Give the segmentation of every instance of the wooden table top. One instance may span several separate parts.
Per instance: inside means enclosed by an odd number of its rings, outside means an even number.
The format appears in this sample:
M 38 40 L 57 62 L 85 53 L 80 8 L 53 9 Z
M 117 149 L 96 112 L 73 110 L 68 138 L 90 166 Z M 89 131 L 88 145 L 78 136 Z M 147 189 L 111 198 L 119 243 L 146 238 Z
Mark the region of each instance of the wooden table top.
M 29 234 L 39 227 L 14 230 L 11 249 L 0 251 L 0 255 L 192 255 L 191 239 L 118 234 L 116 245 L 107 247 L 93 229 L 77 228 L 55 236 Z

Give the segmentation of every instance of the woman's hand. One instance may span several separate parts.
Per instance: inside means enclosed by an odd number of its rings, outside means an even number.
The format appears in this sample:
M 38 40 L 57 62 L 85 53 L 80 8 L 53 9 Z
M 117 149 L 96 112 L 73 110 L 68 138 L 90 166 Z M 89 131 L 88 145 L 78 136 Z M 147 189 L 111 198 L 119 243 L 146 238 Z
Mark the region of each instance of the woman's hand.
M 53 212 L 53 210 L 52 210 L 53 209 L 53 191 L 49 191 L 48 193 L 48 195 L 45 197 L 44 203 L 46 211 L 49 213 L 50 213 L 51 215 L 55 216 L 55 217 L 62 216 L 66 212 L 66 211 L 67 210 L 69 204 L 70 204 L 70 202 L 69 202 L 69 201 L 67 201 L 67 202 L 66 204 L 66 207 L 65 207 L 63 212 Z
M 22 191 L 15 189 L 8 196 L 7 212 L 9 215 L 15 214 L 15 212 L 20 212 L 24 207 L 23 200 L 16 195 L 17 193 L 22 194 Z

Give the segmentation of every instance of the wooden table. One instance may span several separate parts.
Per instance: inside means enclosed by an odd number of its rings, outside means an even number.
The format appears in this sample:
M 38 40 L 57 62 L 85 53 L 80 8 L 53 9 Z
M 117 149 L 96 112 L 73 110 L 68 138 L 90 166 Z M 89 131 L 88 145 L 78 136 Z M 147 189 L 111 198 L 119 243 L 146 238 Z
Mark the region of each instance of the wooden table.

_Stated task:_ Recast every line of the listing above as a Markdown table with the columns "Row" and "Entry", numbering the rows in order and omitting blank lines.

_Answer to this problem:_
| Row | Entry |
|---|---|
| 1 | Give the segmentation of every instance of the wooden table top. One instance may span several separate parts. |
| 2 | Per instance: inside means enclosed by an odd number of its rings, outside means an even number. |
| 3 | The format appears in this sample: |
| 4 | M 38 40 L 57 62 L 85 53 L 80 8 L 53 9 Z |
| 5 | M 117 149 L 96 112 L 73 110 L 68 138 L 90 166 Z M 89 131 L 88 145 L 78 136 Z M 147 189 L 111 198 L 119 243 L 146 238 Z |
| 6 | Mark the region of each instance of the wooden table top. |
| 7 | M 29 234 L 39 227 L 14 230 L 11 249 L 0 251 L 0 255 L 192 255 L 191 239 L 118 234 L 116 245 L 107 247 L 93 229 L 77 228 L 55 236 Z |
| 8 | Give the segmentation of every instance of the woman's hand. One instance may span several separate parts. |
| 9 | Per instance: inside means enclosed by an odd number of its rings, outside means an even number. |
| 10 | The format appears in this sample: |
| 11 | M 38 40 L 57 62 L 85 53 L 80 8 L 53 9 Z |
| 12 | M 117 149 L 96 112 L 73 110 L 68 138 L 90 166 Z M 89 131 L 88 145 L 78 136 Z M 147 189 L 111 198 L 119 243 L 146 238 Z |
| 13 | Mark the region of each instance of the woman's hand. |
| 14 | M 53 212 L 53 210 L 52 210 L 53 209 L 53 191 L 49 191 L 48 193 L 48 195 L 45 197 L 44 203 L 46 211 L 49 213 L 50 213 L 51 215 L 55 216 L 55 217 L 62 216 L 66 212 L 66 211 L 67 210 L 69 204 L 70 204 L 70 202 L 69 202 L 69 201 L 67 201 L 67 202 L 66 204 L 66 207 L 65 207 L 63 212 Z |
| 15 | M 22 191 L 15 189 L 8 196 L 7 212 L 9 215 L 15 214 L 15 212 L 20 212 L 24 207 L 23 200 L 16 195 L 17 193 L 22 194 Z |
| 16 | Give the segmentation of every instance of the wooden table. One instance may span several separate parts. |
| 17 | Per instance: inside means enclosed by an odd number of its rings, outside means an even number. |
| 18 | The format appears in this sample: |
| 19 | M 38 40 L 57 62 L 85 53 L 80 8 L 53 9 Z |
| 20 | M 117 149 L 96 112 L 73 110 L 68 138 L 90 166 Z M 89 131 L 88 145 L 78 136 Z M 147 189 L 111 198 L 119 243 L 146 238 Z |
| 21 | Mark the region of each instance of the wooden table. |